TASK DETAILS
Convert every line of the entries below into a Markdown table with two columns, Row and Line, numbering the rows and omitting blank lines. Leave the pictures out of your answer.

=== RECORDS SUPPLIED ===

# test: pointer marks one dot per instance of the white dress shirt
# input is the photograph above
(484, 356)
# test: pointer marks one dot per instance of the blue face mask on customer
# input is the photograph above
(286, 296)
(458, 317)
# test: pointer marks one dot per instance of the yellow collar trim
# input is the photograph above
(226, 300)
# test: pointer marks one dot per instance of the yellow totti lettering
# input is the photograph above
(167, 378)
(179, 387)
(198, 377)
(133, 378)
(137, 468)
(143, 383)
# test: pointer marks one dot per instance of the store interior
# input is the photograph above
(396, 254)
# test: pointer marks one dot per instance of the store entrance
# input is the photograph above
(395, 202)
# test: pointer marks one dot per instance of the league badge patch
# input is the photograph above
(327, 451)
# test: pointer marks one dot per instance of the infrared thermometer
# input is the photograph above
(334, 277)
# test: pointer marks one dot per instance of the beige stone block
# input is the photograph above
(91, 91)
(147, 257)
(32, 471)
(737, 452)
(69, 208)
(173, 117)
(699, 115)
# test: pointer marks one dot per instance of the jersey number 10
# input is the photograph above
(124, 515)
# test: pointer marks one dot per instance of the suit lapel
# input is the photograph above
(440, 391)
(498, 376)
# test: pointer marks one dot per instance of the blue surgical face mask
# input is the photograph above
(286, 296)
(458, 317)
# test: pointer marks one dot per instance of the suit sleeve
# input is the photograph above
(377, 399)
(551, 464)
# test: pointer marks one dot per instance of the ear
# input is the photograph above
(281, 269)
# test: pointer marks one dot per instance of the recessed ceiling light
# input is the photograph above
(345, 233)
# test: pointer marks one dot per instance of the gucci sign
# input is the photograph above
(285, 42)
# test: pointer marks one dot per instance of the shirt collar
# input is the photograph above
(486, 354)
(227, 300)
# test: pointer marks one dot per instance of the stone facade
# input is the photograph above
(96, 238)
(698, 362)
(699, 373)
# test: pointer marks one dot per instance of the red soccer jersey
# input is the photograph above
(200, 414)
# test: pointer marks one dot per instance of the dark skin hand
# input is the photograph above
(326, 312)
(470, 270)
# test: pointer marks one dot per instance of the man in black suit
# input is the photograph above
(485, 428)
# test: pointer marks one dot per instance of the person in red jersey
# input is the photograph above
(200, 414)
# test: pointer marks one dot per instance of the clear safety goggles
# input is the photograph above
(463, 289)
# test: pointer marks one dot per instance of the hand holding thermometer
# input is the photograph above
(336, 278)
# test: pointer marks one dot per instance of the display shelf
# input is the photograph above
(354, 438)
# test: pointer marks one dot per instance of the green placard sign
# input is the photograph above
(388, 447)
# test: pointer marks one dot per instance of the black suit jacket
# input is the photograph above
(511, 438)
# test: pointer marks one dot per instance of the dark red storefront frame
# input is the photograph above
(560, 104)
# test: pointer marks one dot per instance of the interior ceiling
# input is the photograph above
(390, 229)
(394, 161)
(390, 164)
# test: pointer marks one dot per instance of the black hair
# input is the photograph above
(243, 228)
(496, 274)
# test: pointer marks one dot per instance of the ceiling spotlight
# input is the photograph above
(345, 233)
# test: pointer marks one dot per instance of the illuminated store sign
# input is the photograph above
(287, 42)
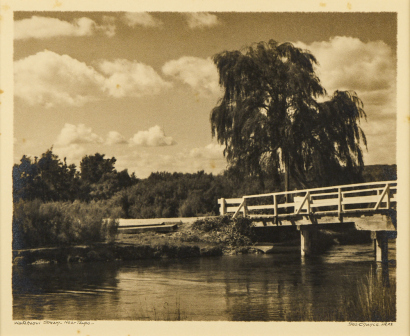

===

SOLUTION TO THE PROBLEM
| Row | Line |
|---|---|
| 1 | # test: pointer marks one dot per instance of the white dress shirt |
| 2 | # input is the photograph above |
| 3 | (484, 356) |
| 4 | # test: pointer marks one dot per instance of the blue face mask on customer |
| 5 | # input is the photograph above |
| 6 | (286, 296) |
| 7 | (458, 317) |
| 8 | # test: pointer marks one dot per instance of the yellow collar trim |
| 9 | # input is the photograph above |
| 10 | (226, 300) |
| 11 | # test: pointer marks one dot per instance of the yellow totti lettering |
| 12 | # input is the photograph above |
| 13 | (167, 378) |
| 14 | (179, 387) |
| 15 | (198, 377) |
| 16 | (133, 378) |
| 17 | (137, 468) |
| 18 | (143, 383) |
| 19 | # test: pointer marks one dot per instance of the store interior |
| 20 | # input is the photograph above |
| 21 | (396, 254) |
| 22 | # test: pointer marks one dot per instance of the store entrance |
| 23 | # input is the photograph above |
| 24 | (395, 202) |
| 25 | # test: pointer marks one dot per instance of the league badge patch |
| 26 | # input is the photograph above |
| 27 | (327, 451) |
| 28 | # test: pointer marks one dot per instance of the infrared thermometer |
| 29 | # input is the photograph above |
| 30 | (334, 277) |
| 31 | # test: pointer marks one dot per instance of the beige stone block |
| 32 | # input is the photograph above |
| 33 | (91, 91) |
| 34 | (147, 257) |
| 35 | (32, 471) |
| 36 | (737, 452) |
| 37 | (69, 208) |
| 38 | (173, 117) |
| 39 | (699, 115) |
| 40 | # test: pointer marks one dot per instance of the jersey number 10 |
| 41 | # input is the photograph above |
| 42 | (124, 515) |
| 43 | # test: pointer marks one dot per instance of the suit lapel |
| 44 | # input is the photograph above |
| 45 | (440, 391) |
| 46 | (498, 376) |
| 47 | # test: pointer marks one dot per instance of the blue surgical face mask |
| 48 | # input is the photograph above |
| 49 | (286, 296) |
| 50 | (458, 317) |
| 51 | # test: pointer marks one dot per instance of the suit sleeve |
| 52 | # input is the photograph above |
| 53 | (377, 399) |
| 54 | (551, 464) |
| 55 | # test: pointer marks one dot per instance of the ear |
| 56 | # input is the photograph above |
| 57 | (281, 269) |
| 58 | # test: pointer marks one dot per instance of the recessed ceiling light |
| 59 | # input is the photograph above |
| 60 | (345, 233) |
| 61 | # test: pointer marks one dot per instance of the gucci sign |
| 62 | # input is the photograph above |
| 63 | (285, 42) |
| 64 | # test: pointer marks one dot per instance of the shirt collar |
| 65 | # input is the photograph above |
| 66 | (486, 354) |
| 67 | (227, 300) |
| 68 | # test: pointer marks one dot per instance of the stone facade |
| 69 | # input is the photograph above |
| 70 | (96, 238) |
| 71 | (698, 362) |
| 72 | (699, 373) |
| 73 | # test: pointer marks one dot per instance of the red soccer jersey |
| 74 | # input is the photograph above |
| 75 | (200, 414) |
| 76 | # test: pointer marks one dot per instance of the dark skin hand |
| 77 | # input is the photograph above |
| 78 | (326, 312) |
| 79 | (470, 270) |
| 80 | # test: pointer marks one dot per instance of the man in black suit |
| 81 | # input is the photograph above |
| 82 | (485, 428) |
| 83 | # test: pointer marks one dot per instance of the person in red jersey |
| 84 | # input is the photograph above |
| 85 | (200, 414) |
| 86 | # test: pointer marks one dot per instance of the clear safety goggles |
| 87 | # input is the photograph above |
| 88 | (463, 289) |
| 89 | # test: pointer marks one dot per instance of the hand holding thermometer |
| 90 | # input is the photograph above |
| 91 | (336, 278) |
| 92 | # test: pointer marks one dot per instance of the display shelf |
| 93 | # input is the photograph above |
| 94 | (354, 438) |
| 95 | # test: pointer marks one dot per instance of the green placard sign |
| 96 | # input is the photograph above |
| 97 | (388, 447) |
| 98 | # test: pointer marks one dot per instance of the black suit jacket |
| 99 | # input is the photograph above |
| 100 | (511, 438) |
| 101 | # test: pointer marks one dot per instance of the dark red storefront frame |
| 102 | # input is the photograph above |
| 103 | (560, 104) |
| 104 | # test: pointer marks one dot per instance of the interior ceiling |
| 105 | # input is the photograph above |
| 106 | (390, 229) |
| 107 | (394, 161) |
| 108 | (390, 164) |
| 109 | # test: pointer marks one dot per instance of the black hair |
| 110 | # input is the photograph above |
| 111 | (243, 228) |
| 112 | (496, 274) |
| 113 | # test: pointer marks one dot per instance of the ceiling spotlight |
| 114 | # input is the photograph above |
| 115 | (345, 233) |
| 116 | # test: pointer marks one dot per instance of the illuminated store sign |
| 117 | # input is the photograph above |
| 118 | (287, 42) |